Tasks for this exercise:
1) In the forum thread, what does KEM say their tracks often start with?
2) Rewrite everything in the forum thread from "## Emmanuel Rousseau" down to "mybadmemory (Jan 24, 2022)", substituting "the mod wheel" for each "CC1".

Page:
○ ○ ○ ○

Tempo automation. If the piece _will not_ be recorded live, I try to liven up the phrases the way musicians would naturally do, pushing or stretching the tempo at certain points.


----------



## KEM (Jan 23, 2022)

David Kudell said:


> Hey Chris, I work out my chords and melody first, usually with a piano. If it works as a simple piano sketch it’s usually going to work when it’s fully orchestrated.



I wish I could compose this way but I just can’t, I guess I’m too “new school” but if I don’t have a sound that immediately grabs my attention then I usually get turned off really quickly, half the time my tracks start off with a synth or a guitar and the orchestra comes later


----------



## jononotbono (Jan 23, 2022)

A 15 page thread asking the same thing and loaded with great tips...

https://vi-control.net/community/threads/your-favorite-midi-orchestration-tip.56385/


----------



## mybadmemory (Jan 23, 2022)

Listening to reference tracks of live recordings. Trying to understand how the instruments are played in real life. Spending enough time on the editing of velocities, melodic phrasing, and CCs.


----------



## Emmanuel Rousseau (Jan 23, 2022)

These may not be universal laws but have been a big improvement in my own experience :

- Playing as much things as possible manually
- Getting the CC1 right at the same time as the notes. For some reason my brain does a better job if everything is done at once. Recording CC1 afterwards always feels more disconnected and random.


----------



## mybadmemory (Jan 24, 2022)

Balancing with dynamics and performance instead of with mixing.


----------



## Henu (Jan 24, 2022)

I've actually found that doing things with notation and actual orchestration in mind first helps tremendously.

○ ○ ○ ○

Data supplied:
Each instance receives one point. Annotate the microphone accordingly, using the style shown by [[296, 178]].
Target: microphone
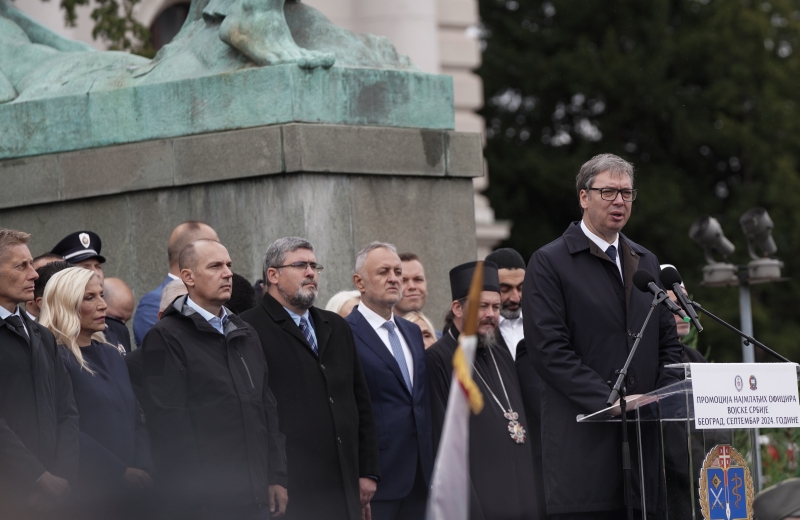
[[646, 282], [670, 278]]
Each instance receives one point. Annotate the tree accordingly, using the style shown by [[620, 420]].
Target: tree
[[701, 95], [114, 24]]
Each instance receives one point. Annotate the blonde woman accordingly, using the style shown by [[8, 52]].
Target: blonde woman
[[425, 325], [114, 447], [342, 303]]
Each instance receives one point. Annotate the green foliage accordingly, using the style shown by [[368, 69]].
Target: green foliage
[[701, 95], [115, 25]]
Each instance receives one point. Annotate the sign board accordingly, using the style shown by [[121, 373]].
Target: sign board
[[745, 395]]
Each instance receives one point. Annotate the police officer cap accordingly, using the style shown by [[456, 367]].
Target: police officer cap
[[779, 501], [79, 246], [461, 279], [506, 258]]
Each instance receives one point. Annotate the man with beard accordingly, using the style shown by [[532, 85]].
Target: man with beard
[[511, 271], [501, 463], [393, 356], [323, 401]]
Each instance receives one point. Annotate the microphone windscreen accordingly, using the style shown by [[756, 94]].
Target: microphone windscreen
[[641, 278], [669, 276]]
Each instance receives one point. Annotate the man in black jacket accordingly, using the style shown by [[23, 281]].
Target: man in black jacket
[[212, 417], [318, 380], [580, 313], [38, 418]]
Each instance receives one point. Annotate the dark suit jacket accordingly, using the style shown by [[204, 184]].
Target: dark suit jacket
[[403, 420], [324, 410], [38, 417], [579, 323]]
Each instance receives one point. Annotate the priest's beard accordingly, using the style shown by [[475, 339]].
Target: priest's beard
[[510, 310], [487, 339], [304, 297]]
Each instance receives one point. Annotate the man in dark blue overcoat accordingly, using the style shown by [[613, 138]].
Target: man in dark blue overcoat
[[581, 312]]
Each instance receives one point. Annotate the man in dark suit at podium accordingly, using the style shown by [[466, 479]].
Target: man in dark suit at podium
[[393, 357], [581, 312]]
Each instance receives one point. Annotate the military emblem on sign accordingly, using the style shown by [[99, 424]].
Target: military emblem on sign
[[726, 487]]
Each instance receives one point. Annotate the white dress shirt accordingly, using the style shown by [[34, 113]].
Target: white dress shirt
[[603, 245], [5, 314], [377, 321], [214, 321], [512, 333]]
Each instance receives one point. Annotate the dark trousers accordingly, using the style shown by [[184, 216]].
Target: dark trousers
[[412, 507]]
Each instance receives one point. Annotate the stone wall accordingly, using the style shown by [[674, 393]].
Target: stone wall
[[339, 186]]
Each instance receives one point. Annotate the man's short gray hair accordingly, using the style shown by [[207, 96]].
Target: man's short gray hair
[[361, 257], [277, 251], [599, 164]]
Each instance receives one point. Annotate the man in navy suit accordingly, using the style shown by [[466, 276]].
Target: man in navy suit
[[147, 311], [393, 357]]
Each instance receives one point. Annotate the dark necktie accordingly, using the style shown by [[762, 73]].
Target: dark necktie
[[305, 328], [16, 324], [612, 253]]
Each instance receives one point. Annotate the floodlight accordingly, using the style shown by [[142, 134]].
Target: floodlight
[[757, 227], [707, 232]]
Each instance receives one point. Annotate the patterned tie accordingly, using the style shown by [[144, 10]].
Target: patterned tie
[[16, 324], [397, 350], [305, 328]]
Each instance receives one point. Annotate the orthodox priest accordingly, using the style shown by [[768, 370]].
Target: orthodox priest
[[501, 465]]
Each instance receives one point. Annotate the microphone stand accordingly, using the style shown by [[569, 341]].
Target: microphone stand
[[747, 339], [618, 391]]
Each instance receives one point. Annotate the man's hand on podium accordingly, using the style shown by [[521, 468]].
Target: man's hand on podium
[[631, 402]]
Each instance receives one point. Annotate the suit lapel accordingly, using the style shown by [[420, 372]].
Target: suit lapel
[[374, 342], [630, 264]]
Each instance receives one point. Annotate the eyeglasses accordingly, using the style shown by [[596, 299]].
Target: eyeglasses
[[611, 194], [302, 266]]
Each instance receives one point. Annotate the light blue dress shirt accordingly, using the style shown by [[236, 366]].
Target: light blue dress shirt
[[214, 321]]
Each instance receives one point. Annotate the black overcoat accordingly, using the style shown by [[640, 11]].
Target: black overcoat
[[324, 409], [501, 471], [212, 418], [38, 417], [579, 323]]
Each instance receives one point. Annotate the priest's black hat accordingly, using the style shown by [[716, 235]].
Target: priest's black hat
[[79, 246], [779, 501], [461, 279], [507, 258]]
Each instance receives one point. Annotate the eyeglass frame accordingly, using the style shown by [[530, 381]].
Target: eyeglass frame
[[618, 191], [304, 265]]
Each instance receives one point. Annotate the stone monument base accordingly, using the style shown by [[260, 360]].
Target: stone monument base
[[339, 186]]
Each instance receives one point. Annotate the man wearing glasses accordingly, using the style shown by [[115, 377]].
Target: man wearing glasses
[[324, 405], [580, 314]]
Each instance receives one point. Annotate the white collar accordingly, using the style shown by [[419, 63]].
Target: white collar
[[600, 242], [373, 318], [516, 320], [204, 313]]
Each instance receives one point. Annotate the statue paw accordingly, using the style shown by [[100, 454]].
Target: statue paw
[[269, 43]]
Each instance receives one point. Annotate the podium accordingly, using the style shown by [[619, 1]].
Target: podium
[[670, 412]]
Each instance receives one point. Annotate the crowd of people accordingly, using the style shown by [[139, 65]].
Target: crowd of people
[[247, 401]]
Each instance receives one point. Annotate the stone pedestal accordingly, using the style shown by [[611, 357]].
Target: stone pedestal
[[339, 186]]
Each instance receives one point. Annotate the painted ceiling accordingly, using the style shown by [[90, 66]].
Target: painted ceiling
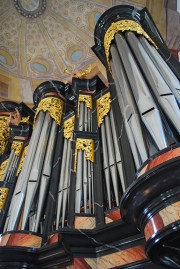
[[40, 39]]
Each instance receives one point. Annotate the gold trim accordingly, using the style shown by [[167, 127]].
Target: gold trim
[[85, 98], [17, 146], [122, 25], [88, 146], [22, 160], [25, 119], [103, 105], [3, 196], [79, 73], [2, 168], [4, 132], [53, 105], [69, 127]]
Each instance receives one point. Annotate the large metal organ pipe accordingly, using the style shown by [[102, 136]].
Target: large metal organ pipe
[[33, 182], [147, 91]]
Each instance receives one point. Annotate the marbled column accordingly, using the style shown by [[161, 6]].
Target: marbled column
[[120, 258]]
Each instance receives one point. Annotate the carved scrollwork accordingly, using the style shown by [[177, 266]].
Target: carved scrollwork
[[88, 146], [69, 128], [122, 25], [17, 146], [85, 98], [53, 105], [3, 196], [103, 105]]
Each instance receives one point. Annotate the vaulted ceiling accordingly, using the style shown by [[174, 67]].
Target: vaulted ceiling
[[40, 39]]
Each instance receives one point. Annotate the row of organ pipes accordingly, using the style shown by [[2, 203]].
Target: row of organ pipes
[[148, 97]]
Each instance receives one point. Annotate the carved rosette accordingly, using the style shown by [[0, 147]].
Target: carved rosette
[[122, 25], [88, 146], [17, 146], [22, 160], [85, 98], [103, 105], [69, 128], [53, 105], [3, 196], [4, 132]]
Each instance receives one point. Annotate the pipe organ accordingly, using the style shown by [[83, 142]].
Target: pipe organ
[[89, 178]]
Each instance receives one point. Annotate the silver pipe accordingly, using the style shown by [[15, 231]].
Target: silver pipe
[[8, 166], [112, 163], [81, 116], [117, 151], [21, 185], [35, 174], [128, 109], [89, 186], [89, 119], [160, 88], [79, 175], [148, 110], [85, 182], [163, 68], [92, 182], [105, 163], [61, 183], [45, 177], [66, 180], [85, 118]]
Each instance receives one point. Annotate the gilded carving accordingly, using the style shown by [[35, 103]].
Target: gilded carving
[[53, 105], [17, 146], [4, 132], [85, 98], [25, 119], [103, 105], [88, 146], [2, 168], [122, 25], [80, 73], [3, 196], [22, 160], [69, 127]]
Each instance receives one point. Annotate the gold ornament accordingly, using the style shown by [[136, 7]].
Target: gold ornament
[[25, 119], [85, 98], [88, 146], [79, 73], [22, 160], [2, 168], [69, 128], [17, 146], [4, 132], [122, 25], [3, 196], [103, 105], [53, 105]]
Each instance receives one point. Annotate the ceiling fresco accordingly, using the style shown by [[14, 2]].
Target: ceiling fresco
[[40, 39]]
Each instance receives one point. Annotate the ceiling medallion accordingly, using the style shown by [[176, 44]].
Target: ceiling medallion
[[30, 8]]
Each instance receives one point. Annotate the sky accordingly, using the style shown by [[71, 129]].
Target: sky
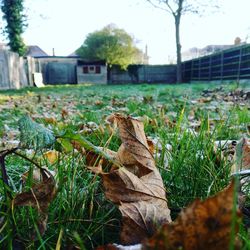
[[64, 24]]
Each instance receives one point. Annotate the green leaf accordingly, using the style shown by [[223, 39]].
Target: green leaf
[[34, 135]]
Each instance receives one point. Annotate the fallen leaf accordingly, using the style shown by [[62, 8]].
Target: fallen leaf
[[51, 156], [245, 153], [137, 187], [39, 196], [203, 225]]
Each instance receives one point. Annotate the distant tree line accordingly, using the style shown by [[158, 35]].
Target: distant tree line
[[13, 14]]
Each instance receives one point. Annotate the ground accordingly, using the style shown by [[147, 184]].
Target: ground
[[191, 126]]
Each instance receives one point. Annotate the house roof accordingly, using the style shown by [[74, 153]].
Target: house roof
[[35, 51]]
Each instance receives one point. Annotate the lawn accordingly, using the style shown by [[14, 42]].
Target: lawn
[[184, 122]]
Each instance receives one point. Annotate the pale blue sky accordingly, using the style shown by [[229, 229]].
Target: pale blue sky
[[67, 22]]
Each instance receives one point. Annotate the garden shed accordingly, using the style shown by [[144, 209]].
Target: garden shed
[[92, 71]]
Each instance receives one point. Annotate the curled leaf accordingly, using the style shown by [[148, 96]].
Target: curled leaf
[[136, 187], [33, 135], [39, 196], [203, 225]]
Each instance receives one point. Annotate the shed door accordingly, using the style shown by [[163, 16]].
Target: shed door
[[60, 73]]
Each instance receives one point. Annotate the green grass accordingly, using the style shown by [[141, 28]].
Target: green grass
[[80, 215]]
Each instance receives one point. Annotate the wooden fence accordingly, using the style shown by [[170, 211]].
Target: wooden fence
[[231, 64]]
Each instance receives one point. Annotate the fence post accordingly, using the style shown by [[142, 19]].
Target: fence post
[[210, 68], [222, 66], [239, 67]]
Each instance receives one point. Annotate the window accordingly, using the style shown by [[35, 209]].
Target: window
[[98, 69], [85, 70], [91, 69]]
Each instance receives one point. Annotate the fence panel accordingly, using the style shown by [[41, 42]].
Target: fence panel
[[231, 64]]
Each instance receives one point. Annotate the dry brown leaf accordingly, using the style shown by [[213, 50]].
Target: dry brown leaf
[[203, 225], [93, 159], [50, 120], [51, 156], [39, 196], [245, 153], [137, 187]]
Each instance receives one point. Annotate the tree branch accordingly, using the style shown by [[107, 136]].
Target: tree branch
[[158, 7]]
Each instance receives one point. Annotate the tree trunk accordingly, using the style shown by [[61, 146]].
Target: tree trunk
[[178, 48]]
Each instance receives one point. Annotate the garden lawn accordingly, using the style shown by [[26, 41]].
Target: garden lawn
[[185, 122]]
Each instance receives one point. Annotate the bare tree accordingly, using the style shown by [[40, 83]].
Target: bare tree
[[177, 8]]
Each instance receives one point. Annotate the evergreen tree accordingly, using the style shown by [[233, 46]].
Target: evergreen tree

○ ○ ○ ○

Answers to the problems:
1) A synth or a guitar, with the orchestra coming later.

2)
## Emmanuel Rousseau (Jan 23, 2022)

These may not be universal laws but have been a big improvement in my own experience :

- Playing as much things as possible manually
- Getting the the mod wheel right at the same time as the notes. For some reason my brain does a better job if everything is done at once. Recording the mod wheel afterwards always feels more disconnected and random.


----------



## mybadmemory (Jan 24, 2022)